§ **Problem to solve**
Please revise the entries below, replacing "this photo" with "this image" everywhere and changing nothing else. Omit the pictures from your answer.

Entries from a data source:

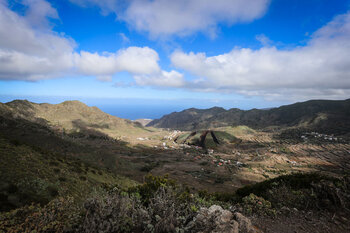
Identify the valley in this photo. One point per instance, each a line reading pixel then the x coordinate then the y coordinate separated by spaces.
pixel 71 149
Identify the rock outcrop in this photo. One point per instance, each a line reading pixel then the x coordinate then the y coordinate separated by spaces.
pixel 218 220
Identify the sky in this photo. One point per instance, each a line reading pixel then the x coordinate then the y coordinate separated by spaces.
pixel 146 58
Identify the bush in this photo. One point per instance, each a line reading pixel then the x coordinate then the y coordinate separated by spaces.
pixel 253 204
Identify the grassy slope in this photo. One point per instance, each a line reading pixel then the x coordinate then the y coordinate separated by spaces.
pixel 74 116
pixel 320 114
pixel 29 174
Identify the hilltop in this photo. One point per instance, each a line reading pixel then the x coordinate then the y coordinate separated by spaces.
pixel 82 170
pixel 72 117
pixel 324 115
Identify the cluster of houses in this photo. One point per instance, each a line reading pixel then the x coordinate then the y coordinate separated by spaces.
pixel 172 135
pixel 319 136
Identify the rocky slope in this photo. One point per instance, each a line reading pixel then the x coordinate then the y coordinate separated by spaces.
pixel 320 114
pixel 71 117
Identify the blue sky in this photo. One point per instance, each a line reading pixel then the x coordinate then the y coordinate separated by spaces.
pixel 176 54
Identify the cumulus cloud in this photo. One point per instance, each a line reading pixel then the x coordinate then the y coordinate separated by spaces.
pixel 135 60
pixel 33 53
pixel 161 79
pixel 321 68
pixel 181 17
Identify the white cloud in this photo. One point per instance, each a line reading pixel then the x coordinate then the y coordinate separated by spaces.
pixel 321 68
pixel 124 38
pixel 161 79
pixel 181 17
pixel 32 53
pixel 135 60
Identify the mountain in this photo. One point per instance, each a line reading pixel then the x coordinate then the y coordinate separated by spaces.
pixel 72 117
pixel 322 114
pixel 143 122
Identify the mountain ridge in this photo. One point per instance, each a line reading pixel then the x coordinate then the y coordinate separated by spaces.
pixel 70 116
pixel 302 114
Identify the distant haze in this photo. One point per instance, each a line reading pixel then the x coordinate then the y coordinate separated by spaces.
pixel 142 108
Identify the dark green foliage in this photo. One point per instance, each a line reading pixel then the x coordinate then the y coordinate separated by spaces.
pixel 151 186
pixel 295 181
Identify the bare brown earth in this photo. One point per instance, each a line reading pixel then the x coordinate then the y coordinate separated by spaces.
pixel 258 156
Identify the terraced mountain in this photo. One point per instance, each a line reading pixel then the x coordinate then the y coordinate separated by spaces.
pixel 325 115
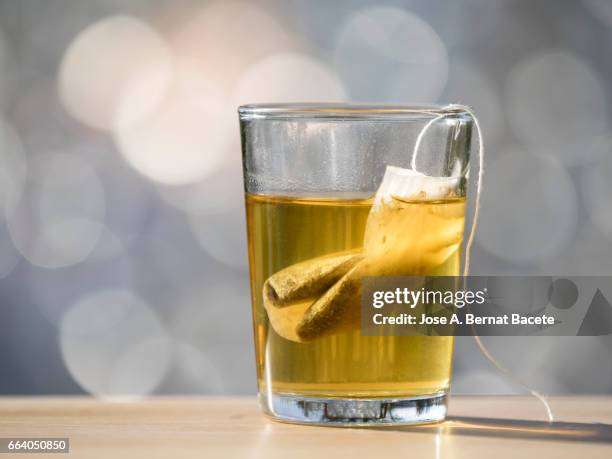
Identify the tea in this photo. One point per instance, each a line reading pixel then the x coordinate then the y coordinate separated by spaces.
pixel 307 256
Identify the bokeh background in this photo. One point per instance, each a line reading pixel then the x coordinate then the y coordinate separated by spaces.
pixel 122 242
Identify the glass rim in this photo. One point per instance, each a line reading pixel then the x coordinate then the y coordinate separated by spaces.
pixel 350 111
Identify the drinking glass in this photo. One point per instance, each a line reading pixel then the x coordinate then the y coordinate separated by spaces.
pixel 317 222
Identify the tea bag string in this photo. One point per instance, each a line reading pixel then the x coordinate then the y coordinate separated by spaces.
pixel 470 241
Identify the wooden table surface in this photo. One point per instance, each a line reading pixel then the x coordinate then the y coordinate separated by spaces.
pixel 478 427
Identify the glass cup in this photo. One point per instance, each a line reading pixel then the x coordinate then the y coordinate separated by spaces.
pixel 334 193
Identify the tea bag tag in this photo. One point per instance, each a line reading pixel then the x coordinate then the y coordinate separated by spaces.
pixel 408 184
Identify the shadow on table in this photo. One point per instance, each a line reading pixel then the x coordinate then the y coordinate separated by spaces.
pixel 518 428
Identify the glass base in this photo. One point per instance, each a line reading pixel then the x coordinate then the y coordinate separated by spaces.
pixel 354 412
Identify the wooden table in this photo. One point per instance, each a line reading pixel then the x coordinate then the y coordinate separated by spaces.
pixel 487 427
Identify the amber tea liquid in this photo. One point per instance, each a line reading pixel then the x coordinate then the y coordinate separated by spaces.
pixel 283 231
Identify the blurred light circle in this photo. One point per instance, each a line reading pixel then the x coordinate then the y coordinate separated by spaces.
pixel 59 217
pixel 53 291
pixel 286 77
pixel 601 9
pixel 529 208
pixel 222 31
pixel 104 61
pixel 222 236
pixel 114 345
pixel 387 54
pixel 219 192
pixel 4 67
pixel 556 104
pixel 10 256
pixel 184 139
pixel 596 187
pixel 196 371
pixel 469 85
pixel 13 165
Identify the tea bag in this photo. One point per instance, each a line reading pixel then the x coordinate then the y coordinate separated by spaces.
pixel 288 293
pixel 402 237
pixel 308 279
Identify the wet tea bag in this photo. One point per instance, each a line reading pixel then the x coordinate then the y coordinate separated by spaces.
pixel 288 293
pixel 405 235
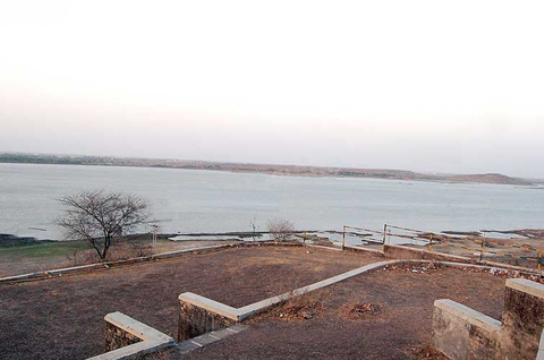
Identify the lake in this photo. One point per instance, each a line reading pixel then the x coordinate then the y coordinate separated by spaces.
pixel 211 201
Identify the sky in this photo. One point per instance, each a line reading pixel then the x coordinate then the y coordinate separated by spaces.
pixel 431 86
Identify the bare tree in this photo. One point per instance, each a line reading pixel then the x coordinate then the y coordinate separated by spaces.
pixel 280 229
pixel 99 217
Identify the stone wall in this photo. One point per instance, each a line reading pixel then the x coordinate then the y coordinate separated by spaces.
pixel 462 333
pixel 195 321
pixel 117 338
pixel 522 319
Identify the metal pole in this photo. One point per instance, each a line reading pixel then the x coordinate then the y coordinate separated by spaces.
pixel 343 237
pixel 384 235
pixel 482 248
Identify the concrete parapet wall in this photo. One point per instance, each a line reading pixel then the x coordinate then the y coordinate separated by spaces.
pixel 127 338
pixel 462 333
pixel 199 315
pixel 522 319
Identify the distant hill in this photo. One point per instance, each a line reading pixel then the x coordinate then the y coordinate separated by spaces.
pixel 294 170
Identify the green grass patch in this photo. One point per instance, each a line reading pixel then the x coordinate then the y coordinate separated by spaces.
pixel 46 249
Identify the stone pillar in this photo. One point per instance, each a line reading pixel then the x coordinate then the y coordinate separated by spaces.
pixel 199 315
pixel 462 333
pixel 522 319
pixel 117 338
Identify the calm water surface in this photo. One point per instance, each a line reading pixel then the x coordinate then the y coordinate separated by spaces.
pixel 209 201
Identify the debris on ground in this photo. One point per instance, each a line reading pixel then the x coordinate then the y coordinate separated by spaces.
pixel 356 311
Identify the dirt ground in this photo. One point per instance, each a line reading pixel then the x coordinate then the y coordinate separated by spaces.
pixel 383 315
pixel 62 318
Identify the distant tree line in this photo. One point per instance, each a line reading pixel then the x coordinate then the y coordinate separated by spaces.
pixel 48 159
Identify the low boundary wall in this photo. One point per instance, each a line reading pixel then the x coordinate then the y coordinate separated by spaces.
pixel 199 314
pixel 127 338
pixel 462 333
pixel 111 264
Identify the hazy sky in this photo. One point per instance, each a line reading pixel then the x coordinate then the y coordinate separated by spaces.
pixel 444 86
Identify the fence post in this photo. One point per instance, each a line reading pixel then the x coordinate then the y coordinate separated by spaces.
pixel 482 248
pixel 343 236
pixel 384 235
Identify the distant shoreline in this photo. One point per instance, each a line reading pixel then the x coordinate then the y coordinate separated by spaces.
pixel 285 170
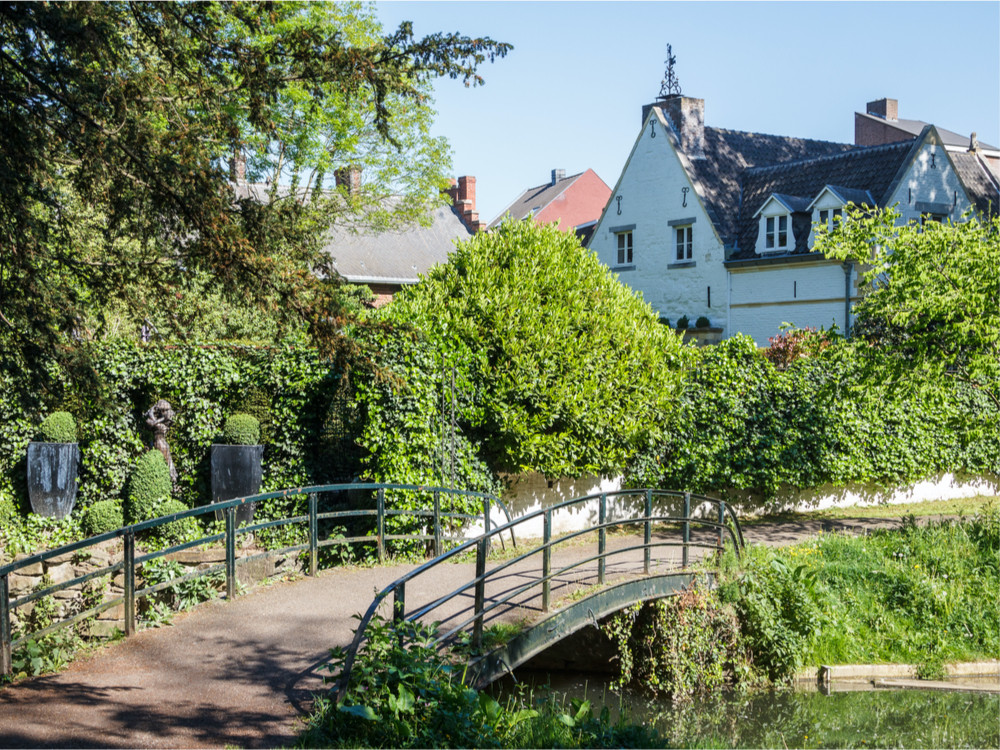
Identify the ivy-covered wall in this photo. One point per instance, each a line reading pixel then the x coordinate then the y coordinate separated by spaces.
pixel 297 398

§ **In response**
Identify the valley in this image. One point per instance, each a line reading pixel then the x coordinate then the y coordinate separated by spaces.
pixel 71 149
Identify the rock outcrop in this image. One point per instance, each a line reading pixel then the x coordinate then the y coordinate separated by spaces.
pixel 218 220
Identify the sky in this image. One point per instance, each a line reading pixel then the x coordinate then the y coordinate separated by spaces.
pixel 146 58
Identify the bush in this image. One point per instance, each a line reading pixel then the x coordinate then the y coordinate separated by spaces.
pixel 253 204
Identify the grassy slope in this image. One point per instance, each a line reading pixel then the x coordinate then the y coordinate separated by spaces.
pixel 74 116
pixel 320 114
pixel 29 174
Identify the hilltop in this image. One point per instance, each a line reading pixel then the x coordinate then the y coordinate separated by spaces.
pixel 82 170
pixel 72 117
pixel 324 115
Identify the cluster of houses in this image. One point per instance, each a line reading pixel then the x coordinate then the y coordinate separated by spaces.
pixel 172 135
pixel 319 136
Identify the rocky slope in this image. One point per instance, each a line reading pixel then the x coordinate then the y coordinate separated by spaces.
pixel 320 114
pixel 71 117
Identify the blue sky in this image. One point per instance, each a line reading pixel then the x coordinate then the y coordinate separated by spaces.
pixel 176 54
Identify the cumulus cloud in this image. One point per instance, each a line reading pixel then the x coordinate then the y coordinate separated by spaces.
pixel 135 60
pixel 33 53
pixel 161 79
pixel 321 68
pixel 181 17
Identify the white cloud in this image. One point per instance, each a line reading pixel then the x coordinate then the y coordinate separated by spaces.
pixel 321 68
pixel 124 38
pixel 161 79
pixel 181 17
pixel 32 53
pixel 135 60
Identify the mountain in this image. One point per instance, each a line reading pixel then the x coordinate then the y coordinate separated by spaces.
pixel 72 117
pixel 322 114
pixel 143 122
Identify the mountain ridge in this image. One point per instance, each a line reading pixel then the x coordinate then the y coordinate separated by spaces.
pixel 70 116
pixel 302 114
Identify the distant haze in this image. One point per instance, each a line reading pixel then the x coordinate then the y coordinate separated by spaces.
pixel 142 108
Identify the dark green foliage in this image. One point per instance, each a line reading pixel then the x coordinate then the y coordinate separated by spaces.
pixel 151 186
pixel 295 181
Identify the bare brown earth in this image. One point per instance, each a line reading pixel then the x coordinate then the y coordinate separated by spaces.
pixel 258 156
Identify the terraced mountain in this image. One point per instance, each a line reading pixel then the x coordinate then the y coordinate separated by spaces.
pixel 325 115
Identify the tea in this image. One point per instance, each a line reading pixel then the x coordinate then the y coordinate separated by spaces.
pixel 307 256
Identify the bokeh background in this image. One point per instance, each a line reading pixel then the x coordinate then the y coordinate separated by spaces.
pixel 122 242
Identify the glass rim in this image. One point per instance, each a line reading pixel then the x coordinate then the y coordinate separated by spaces.
pixel 350 111
Identify the drinking glass in this image. One point per instance, each a line reading pixel then the x coordinate then the y coordinate separated by spaces.
pixel 317 222
Identify the tea bag string in this image. One point per instance, each a line reading pixel then the x coordinate then the y coordinate separated by spaces.
pixel 470 241
Identify the wooden table surface in this image. One point per instance, each a line reading pixel then the x coordinate then the y coordinate separated by spaces.
pixel 478 427
Identify the glass cup in this image. One point per instance, each a line reading pixel then the x coordinate then the y coordinate separated by spaces.
pixel 334 193
Identify the tea bag tag in this image. One point per instance, each a line reading pixel then the x coordinate then the y coordinate separated by spaces.
pixel 408 184
Identify the shadow on table in this image. One point per instance, each a line reading pixel then the x coordinate then the y coordinate separated by spaces.
pixel 518 428
Identify the glass base in this image. One point per instance, each a line reading pixel then the x coordinate then the y coordinate separated by spaces.
pixel 354 412
Identify the wooden table in this image. One point per instance, each a line reading pixel then the x coordinate then the y coordinate separated by spaces.
pixel 487 427
Identify the amber tea liquid in this image. One point per instance, each a line reading pixel then the x coordinate then the y coordinate separated by spaces.
pixel 283 231
Identify the blurred light circle in this image. One point per instance, each a line reading pixel then the x coordinate then the y coordinate separated by spaces.
pixel 59 217
pixel 53 291
pixel 286 77
pixel 601 9
pixel 529 208
pixel 222 31
pixel 104 61
pixel 222 236
pixel 114 345
pixel 387 54
pixel 219 192
pixel 4 67
pixel 556 104
pixel 10 256
pixel 184 139
pixel 596 187
pixel 196 371
pixel 469 85
pixel 13 165
Identify the tea bag in this image. One point per instance, each a line reading pixel then the x coordinate then the y coordinate separated by spaces.
pixel 288 293
pixel 402 237
pixel 308 279
Identify the wet tea bag in this image. One point per instance, each a line reading pixel then the x coordinate then the y coordinate separated by spaces.
pixel 288 293
pixel 405 235
Identify the lake in this image. One point per instance, each a line reading pixel then the x coordinate then the y coordinate separated by spaces.
pixel 211 201
Identify the sky in this image. One point per instance, each a line reading pixel then the x coordinate then the y coordinate separated by spaces.
pixel 431 86
Identify the bare tree in this image. One point per instance, each a line reading pixel then the x coordinate then the y coordinate separated by spaces.
pixel 280 229
pixel 99 217
Identify the stone wall in this image. One point per instance, each a line reading pixel then the x coordinate then the y coordinate separated by spaces.
pixel 462 333
pixel 195 321
pixel 117 338
pixel 522 319
Identify the metal pole in this image. One point per instance, each a line reading pixel then the x coordinate then the y coordinate separated by spaces.
pixel 343 237
pixel 384 235
pixel 482 248
Identify the concrete parapet wall in this image. One point per instance, each a line reading pixel then the x coordinate then the y coordinate separated by spaces.
pixel 127 338
pixel 462 333
pixel 199 315
pixel 522 319
Identify the distant hill in this image. One point per instance, each a line reading pixel then the x coordinate then the y coordinate separated by spaces.
pixel 294 170
Identify the green grass patch in this image. One point per instance, each a line reading pixel then the x coordinate then the y coordinate separated by spaces.
pixel 46 249
Identify the stone pillar in this image. One point per instance, each a line reading pixel then the x coordinate then the y coordinate separated by spaces.
pixel 199 315
pixel 462 333
pixel 522 319
pixel 117 338
Identify the calm water surface in this image. One point per instance, each a line reading pixel then the x coordinate then the y coordinate separated by spaces.
pixel 209 201
Identify the debris on ground in this image. One point per instance, each a line reading pixel then the x coordinate then the y coordinate separated by spaces.
pixel 356 311
Identify the dirt ground in this image. One point per instance, each a line reading pixel then the x coordinate then the y coordinate separated by spaces.
pixel 383 315
pixel 62 318
Identify the distant tree line in this image. One point per instance, each a line reading pixel then the x coordinate then the y coordinate separated by spaces.
pixel 48 159
Identify the low boundary wall in this image. One point per instance, each a line reading pixel then the x coordinate then the y coordinate separated by spaces.
pixel 199 314
pixel 127 338
pixel 462 333
pixel 111 264
Identify the hazy sky in this image. One point per instance, each a line reading pixel then the x coordinate then the y coordinate separated by spaces.
pixel 444 86
Identify the fence post in this image. One point per instance, each a line reading pixel then the x coordinate then the y coordinate separated by spaces.
pixel 482 248
pixel 343 236
pixel 384 235
Identify the distant shoreline in this image. One point per instance, each a line reading pixel then the x coordinate then the y coordinate separated by spaces.
pixel 285 170
Identify the ivy-covered wall in this image. One point per instance, each a line reading pixel then the x coordinate then the y coordinate separated by spaces.
pixel 297 398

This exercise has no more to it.